SUPPLIED DATA:
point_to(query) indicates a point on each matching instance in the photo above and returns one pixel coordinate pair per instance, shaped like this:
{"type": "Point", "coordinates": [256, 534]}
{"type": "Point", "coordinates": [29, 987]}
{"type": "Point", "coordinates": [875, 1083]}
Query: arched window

TASK DIRECTIONS: Please reproduce the data above word for word, line by line.

ANSWER TO THIS PROBLEM:
point_to(query) indicates a point on each matching instance in the photo above and returns one pixel coordinate pair per instance, shaped like this:
{"type": "Point", "coordinates": [256, 534]}
{"type": "Point", "coordinates": [29, 987]}
{"type": "Point", "coordinates": [875, 1083]}
Query: arched window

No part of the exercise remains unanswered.